TASK DESCRIPTION
Each entry is to be given again precisely, and no picture may be carried over.

Records from a data collection
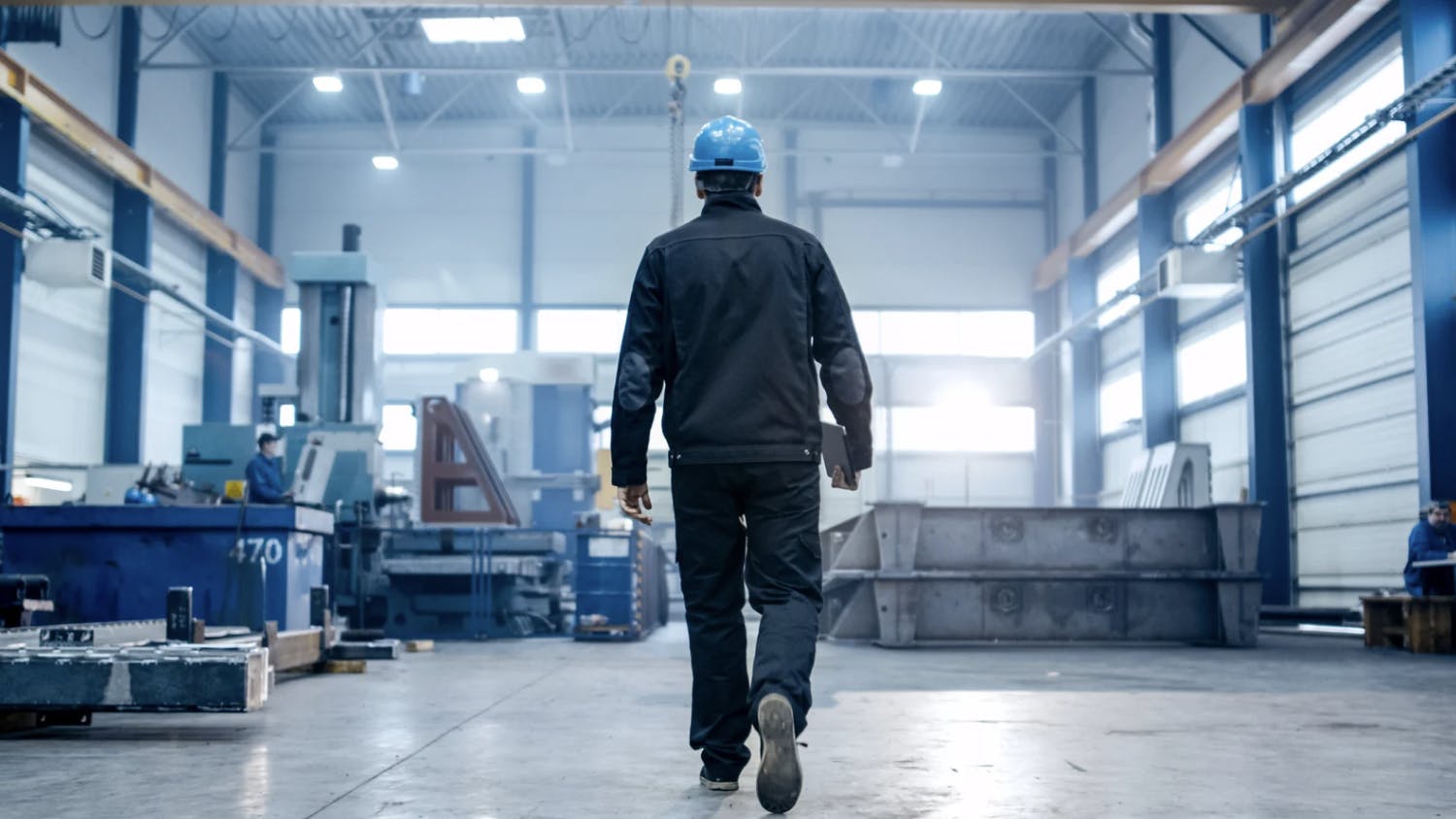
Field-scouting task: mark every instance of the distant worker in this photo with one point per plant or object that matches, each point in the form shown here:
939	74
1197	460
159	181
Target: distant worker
1432	540
730	313
264	475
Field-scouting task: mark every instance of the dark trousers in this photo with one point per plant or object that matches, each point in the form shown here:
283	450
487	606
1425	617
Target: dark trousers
778	553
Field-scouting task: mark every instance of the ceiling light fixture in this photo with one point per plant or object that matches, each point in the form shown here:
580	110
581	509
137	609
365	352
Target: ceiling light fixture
328	83
474	29
926	87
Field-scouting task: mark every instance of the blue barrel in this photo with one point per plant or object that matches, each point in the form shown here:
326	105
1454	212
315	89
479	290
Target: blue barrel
620	585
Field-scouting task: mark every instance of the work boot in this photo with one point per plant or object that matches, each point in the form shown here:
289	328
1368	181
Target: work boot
779	775
715	784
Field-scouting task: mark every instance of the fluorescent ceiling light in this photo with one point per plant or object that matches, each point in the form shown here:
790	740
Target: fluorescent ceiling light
328	83
926	87
474	29
54	484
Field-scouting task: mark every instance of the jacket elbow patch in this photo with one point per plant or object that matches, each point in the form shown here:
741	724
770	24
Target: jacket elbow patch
846	376
634	383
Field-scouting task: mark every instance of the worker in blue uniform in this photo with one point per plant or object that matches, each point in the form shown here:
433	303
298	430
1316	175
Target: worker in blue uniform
264	477
730	313
1432	540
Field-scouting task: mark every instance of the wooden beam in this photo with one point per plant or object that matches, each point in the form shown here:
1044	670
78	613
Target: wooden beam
116	159
1310	32
1072	6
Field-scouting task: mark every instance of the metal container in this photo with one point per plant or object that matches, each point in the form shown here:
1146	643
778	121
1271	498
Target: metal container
620	585
905	573
108	563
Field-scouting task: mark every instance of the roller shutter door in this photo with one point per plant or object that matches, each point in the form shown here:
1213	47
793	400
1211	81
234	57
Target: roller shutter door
1351	389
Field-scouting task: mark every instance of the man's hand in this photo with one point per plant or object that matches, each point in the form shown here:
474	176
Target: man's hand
632	501
842	481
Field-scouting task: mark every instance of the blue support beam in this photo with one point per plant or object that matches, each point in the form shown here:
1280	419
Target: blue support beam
1155	238
1267	395
221	274
791	177
1086	443
131	238
527	322
1429	40
15	142
268	367
1044	372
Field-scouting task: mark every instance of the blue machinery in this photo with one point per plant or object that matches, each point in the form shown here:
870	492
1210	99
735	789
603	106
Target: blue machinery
249	565
111	563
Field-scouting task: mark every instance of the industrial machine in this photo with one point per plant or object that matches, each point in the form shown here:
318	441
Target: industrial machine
486	554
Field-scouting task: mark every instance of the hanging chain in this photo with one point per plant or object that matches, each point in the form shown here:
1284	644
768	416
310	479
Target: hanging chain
675	140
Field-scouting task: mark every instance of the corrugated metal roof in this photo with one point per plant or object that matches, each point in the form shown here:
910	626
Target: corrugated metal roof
638	38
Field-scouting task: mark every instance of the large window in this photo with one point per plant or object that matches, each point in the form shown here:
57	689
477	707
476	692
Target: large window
414	331
963	429
1121	276
579	331
1120	402
986	334
290	329
1211	204
399	429
1211	364
1345	110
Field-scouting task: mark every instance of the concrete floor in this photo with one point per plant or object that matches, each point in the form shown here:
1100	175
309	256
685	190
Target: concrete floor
1302	726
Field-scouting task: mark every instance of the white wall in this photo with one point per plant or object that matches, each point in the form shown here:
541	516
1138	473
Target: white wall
447	230
1124	146
60	413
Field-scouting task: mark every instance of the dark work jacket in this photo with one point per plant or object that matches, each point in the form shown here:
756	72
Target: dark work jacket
1427	544
730	313
264	480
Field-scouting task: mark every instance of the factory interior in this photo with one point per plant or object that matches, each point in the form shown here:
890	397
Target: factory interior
1153	303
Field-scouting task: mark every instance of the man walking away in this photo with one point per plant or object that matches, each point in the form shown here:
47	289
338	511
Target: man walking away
730	313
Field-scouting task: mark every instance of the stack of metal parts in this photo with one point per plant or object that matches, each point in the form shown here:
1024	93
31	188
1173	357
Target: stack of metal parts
908	574
64	673
133	678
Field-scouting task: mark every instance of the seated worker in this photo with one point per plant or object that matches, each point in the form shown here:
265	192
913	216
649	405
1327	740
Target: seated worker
264	475
1432	540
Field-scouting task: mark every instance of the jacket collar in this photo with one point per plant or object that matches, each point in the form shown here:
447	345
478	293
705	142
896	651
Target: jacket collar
737	201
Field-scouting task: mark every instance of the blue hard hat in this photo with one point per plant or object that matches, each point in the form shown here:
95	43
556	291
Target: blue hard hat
727	145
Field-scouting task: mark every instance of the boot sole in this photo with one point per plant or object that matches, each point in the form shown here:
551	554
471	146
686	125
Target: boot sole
779	775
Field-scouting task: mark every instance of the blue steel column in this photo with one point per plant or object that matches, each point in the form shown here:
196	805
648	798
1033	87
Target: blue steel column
268	367
791	177
1264	331
527	322
131	238
15	142
1086	445
221	274
1155	238
1429	40
1044	373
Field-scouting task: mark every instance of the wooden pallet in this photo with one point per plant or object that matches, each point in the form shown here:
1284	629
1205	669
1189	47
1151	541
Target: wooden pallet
1418	624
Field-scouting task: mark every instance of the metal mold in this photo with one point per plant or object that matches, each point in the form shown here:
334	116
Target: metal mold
906	574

TASK RESULT
Field-scouting task: mark every instance of the distant worker in this photo with one point per plant or object that matches, each point in the form shown here:
939	74
1197	460
159	181
Target: distant worker
1432	540
730	313
264	475
Field-scouting task: mark every instance of the dark trousers in this photo with one point per plant or object that matches, each point in the form shown here:
283	450
487	606
1425	617
Target: dark trousers
778	553
Field-scouting task: mark every instance of the ceiling light fixture in this photo with one point per plant or object that matches, each point in the form shown here:
580	110
581	509
137	609
365	352
Target: ceiling light fixture
328	83
474	29
926	87
Field-scouting task: mark every instance of the blue barrel in this photo with one point per plant or object that matches, each point in the form shown here:
326	105
1454	212
315	89
479	290
Target: blue barrel
620	585
Field-scouting task: mark every instance of the work boot in this photo with one point per plant or object that matches, each point in the form shown here:
289	328
1368	181
Target: work boot
779	775
715	784
Field-scouting task: mark every instance of the fluorescent ceiling light in this photo with one point per plant or object that matches, each point in the form shown here:
790	740
Target: fluorescent ceiling light
328	83
926	87
474	29
54	484
Field-scouting task: mark every instance of the jacket elbow patch in this photo with one point per plant or object that matches, each point in the form shown here:
741	724
770	24
Target: jacket elbow patch
846	376
634	383
Field-scouting task: mark every instance of the worker in blue uniform in this photo with one point per plant or object that matches, each point in the form shown here:
433	303
298	430
1316	175
Target: worker in blue uniform
264	477
730	313
1432	540
Field-scouting task: mark every instance of the wooden beam in this photo with one point per plant or object that matches, each point in the form shown here:
1044	670
78	613
Target: wooden beam
116	159
1310	32
1072	6
Field-scouting task: mark every instance of the metal container in this photo with one point per plant or object that matches, each point in the form shown here:
1146	643
778	121
1271	498
Target: metal container
620	585
905	573
108	563
Field-scouting task: mark every instance of the roller shutter door in this photo with one point per plant or object that matches, each point in the form shown here:
1213	47
793	400
1211	81
234	57
Target: roller shutter door
1351	389
Field-scouting task: mark every instance of the man's hand in this photo with one point per plant or object that matches, each point in the form shown here:
474	176
Target: man's hand
632	501
842	481
Field-scouting task: mark every instance of the blue support beam in this photo with one point per plant or object that matches, each point in the form shown here:
1280	419
Target: blue support beam
1155	238
1267	395
221	274
791	177
1086	443
131	238
527	322
1429	40
15	142
268	367
1044	372
Field-scouting task: mark every instance of the blue machinery in this photo with one point per plant or object that matches, each point in the form shown here:
870	492
1210	99
735	789
603	106
Target: blue machinery
249	565
111	563
Field-scouting task: mark every instance of the industrial machine in this photo with one point per plant or object that matches, each point in the form shown here:
318	441
Target: industrial machine
486	554
Field-scouting task: mark every instance of the hanging chain in this photo with one point per plant or object that matches, each point in the form shown here:
1284	644
768	416
310	479
Target: hanging chain
675	140
Field-scouting task: mark every instance of the corrugated metal roof in this photo with one point per plant or object that matches, each point in the form shown here:
910	626
Target: corrugated metal roof
638	38
Field-scouting task: mark every instance of the large window in this photo with one point per plant or object that matches, each point in the form shown here:
57	689
477	707
476	692
Target: large window
414	331
963	429
1121	276
579	331
1120	402
986	334
290	329
1211	204
399	429
1211	364
1345	110
Field-scouting task: mark every instance of the concrete floor in this photo with one point per plant or object that matches, each point in the form shown here:
1100	175
309	256
685	190
Target: concrete floor
1302	726
Field-scouting task: mark every instance of the white wall in this photo with one point per plant or object that matches, each point in the form shown here:
541	516
1138	473
Target: white wall
447	230
1124	146
60	413
Field-scouting task: mark every instance of the dark work jacket in this photo with one point per plant or object that matches, each point in the form shown here:
756	72
Target: dark work jacket
1427	544
730	313
264	480
Field-scouting task: mark every instance of the factory interior in this photo with one point per plant or object that matches, each point in the form shown here:
890	397
Target: factory interior
1153	303
Field-scouting task: mark every instance of the man walking away in this photo with one point per plant or object that matches, each point in the form shown here:
47	289
338	511
Target: man walking away
730	313
Field-scouting task: mark every instance of the stack of metal parts in this photo with one point per plant or object that matches, each point in the form shown here:
1024	93
31	188
1173	357
Target: stack of metal parts
908	574
64	673
133	678
Field-scouting task: mark every instance of the seated worker in this photo with one point per plant or object that matches, each point in the form shown here:
265	192
913	216
649	405
1327	740
Target: seated worker
264	475
1432	540
Field-scouting task: mark every instance of the jacket collar in this photo with one point per plant or object that matches, each point in the form shown here:
447	345
478	293
705	142
896	651
Target: jacket collar
737	201
Field-scouting task: mark every instance of the blue hard hat in this photo with one point per plant or object that matches, each point in the form shown here:
95	43
556	291
Target: blue hard hat
727	145
Field-scouting task: mark every instance of the boot sole in this photo with one point per plant or object that matches, each point in the form shown here:
551	554
471	146
686	125
Target: boot sole
779	775
Field-scouting task: mark every instance of the blue steel column in this photo with one point per plant or object that matches, each point in the form shown here:
196	805
648	798
1033	87
Target: blue steel column
268	367
791	177
1264	331
527	322
131	238
15	142
1086	445
221	274
1155	238
1429	40
1044	373
Field-scouting task: mark every instance of the wooden pallet in this photo with one point per plant or object that matches, each point in the form shown here:
1284	629
1205	669
1189	47
1151	541
Target: wooden pallet
1418	624
Field-scouting task: mark every instance of the metal mold in this photo with one point per plant or object that matches, each point in the form shown here:
334	116
Target: metal mold
906	574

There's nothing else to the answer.